◆ Aim of the exercise
Rewrite the material below, replacing every occurrence of "glazed" with "painted" and leaving everything else unchanged.

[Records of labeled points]
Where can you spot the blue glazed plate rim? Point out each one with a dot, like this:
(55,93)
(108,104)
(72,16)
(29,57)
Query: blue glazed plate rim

◆ Exercise output
Where can you spot the blue painted plate rim? Point out each one with a dot, like this:
(55,93)
(108,104)
(72,16)
(29,57)
Query: blue painted plate rim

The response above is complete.